• SELECTED PASSAGE:
○ ○ ○ ○

Secure Architectures with OpenBSD
The godfather of OpenBSD, Theo De Raadt, was given space on the cover for a snarky comment, his blessing apparently, that the book "works in tandem with OpenBSD's manual pages. As a result it will help many users grow..."
This comment is apropos, since the OpenBSD man pages, beginning with man afterboot, are some of the best getting-started OS documentation available anywhere on the net. So it is perhaps fair that a certain justification be offered for texts on this topic. This book gives many example configurations, some shell scripts, and an organizational approach that are simply beyond what one can realistically expect from the online manual pages. So yes, Theo, this book is destined to help mere mortals grow in knowledge and skill.
One nice feature of this book is that its authors refer to Linux equivalents where appropriate, e.g., in terms of configuration and system file locations and names. This makes it an ideal text for a Linux sysadmin who wants to take OpenBSD for a test drive on the public network. Two chapters covering the OpenBSD packet filter (pf) and IPSec are the gems of this text and even advanced Linux users will likely benefit from alternative approaches to solving the same problems in the alternate universe of a different operating system.
The Start-Up and Shutdown chapter has a careful and complete walk-through of /etc/rc, the equivalent of Linux's inittab. I found this to be a useful part of the book, because the various parts of this script are not always obvious from a first read through of the shell commands. Palmer and Nazario break it down into 41 sections, each with a discrete purpose. After running through the primary boot process run commands script, a brief explanation is given of each of the seven default OpenBSD processes.
Although a close examination of a minimalistic OS setup shouldn't be foreign to any mildly accomplished sysadmin, even those of the Microsoft camp, reviewing exactly what it is that the process list tells you is always a worthwhile exercise.
Like other opera omnia, the work falls into three parts, in this case: I. Getting Started, II. Configuration and Administration, and III. Advanced Features. The index and contents occupy only 25 or so pages out of the total 500 and will readily direct the casual reader into an appropriate chapter of her choice. The index entry for chroot, for instance, will direct the reader to the section on the most commonly encountered chroot issue: dynamic content generation under apache.
Coverage of the X Window System is as minimal as it should be on a platform where the benefits derived from its use have little immediate relevance for client-side GUI applications. Mac OS X users might find the book helpful, since OpenBSD can be installed, for those willing to undergo the hassle of repartitioning, on pretty much all current hardware from Apple. Many of the recipes (apache, sshd, gdb, sudo) are directly relevant to their own Darwinian flavor. Windows users will also find various parts of this book useful, since the Services for Unix product from Microsoft/Interix is widely known to be based upon an early version of OpenBSD. Note: Microsoft here joins a very long list of BSD-license adherents in opposing the world of GPL functionality, whether this be for better or for worse. So although the audience for this text is decidedly directed at those who are taking the plunge with Puffy the Blowfish, other audiences will benefit from the insights into basic systems administration activities.

○ ○ ○ ○

• PROVIDED MATERIAL:
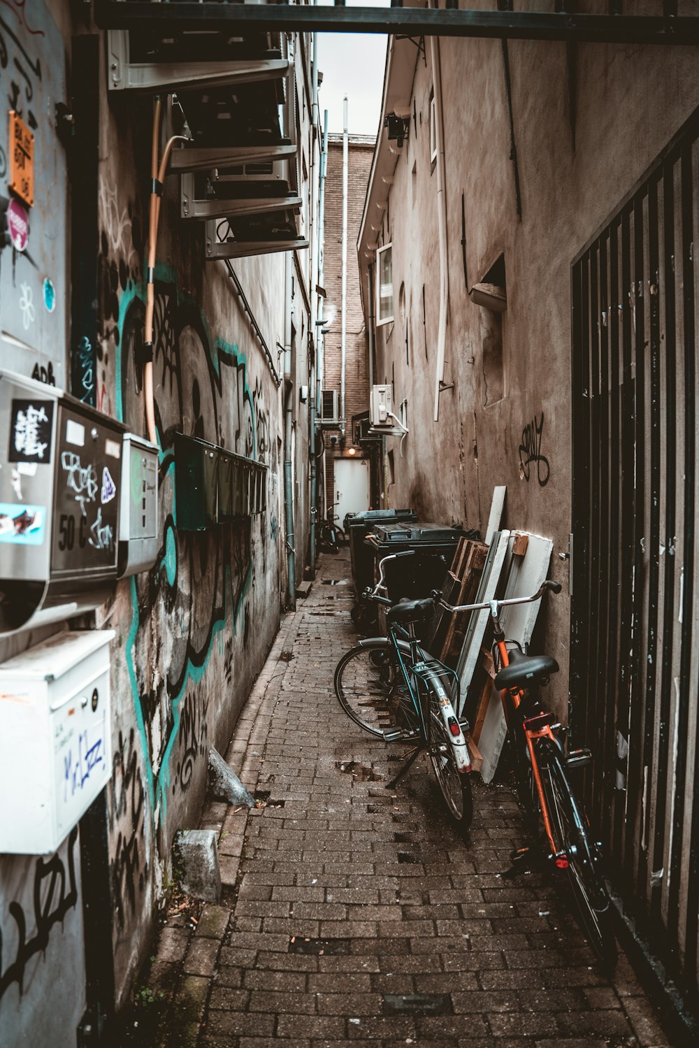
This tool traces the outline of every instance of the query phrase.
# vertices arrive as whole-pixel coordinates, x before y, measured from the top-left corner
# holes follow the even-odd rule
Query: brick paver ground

○ ○ ○ ○

• REQUEST 1: Return the passage of the OpenBSD book review that begins at the words "The Start-Up and" and stops after the words "default OpenBSD processes.", copied word for word.
• REQUEST 2: Write the next part of the OpenBSD book review, picking up after its last sentence.

• RESULT 1:
The Start-Up and Shutdown chapter has a careful and complete walk-through of /etc/rc, the equivalent of Linux's inittab. I found this to be a useful part of the book, because the various parts of this script are not always obvious from a first read through of the shell commands. Palmer and Nazario break it down into 41 sections, each with a discrete purpose. After running through the primary boot process run commands script, a brief explanation is given of each of the seven default OpenBSD processes.

• RESULT 2:
This text may also serve as potent advocacy for the systems-administration practices of BSD masters. For instance, the process of user removal from a Red Hat or Debian system versus OpenBSD's rmuser script. The lifecycle of user accounts on long-lived systems does, after all, have an end as well as a beginning, so this process deserves attention, though it may occur less frequently in growing systems it nonetheless deserves attention. Note also the detailed description of rate-limiting, packet-scrubbing, transparent filtering, and load-balancing features of the platform's packet filter. It hardly seems fair to criticize snort2pf for being immature when pf itself is a novel feature with the 3.4 openbsd kernel.
Backup and Housekeeping chapters are particularly well laid out, and include strategies, not merely howto recipes. This is an important and often-neglected body of sysadmin knowledge. The Towers of Hanoi strategy backup script that uses key-based authentication to remotely backup servers will likely be a useful tool for readers of the text who are administering a remote server that needs to have routine off-site transfer of its contents.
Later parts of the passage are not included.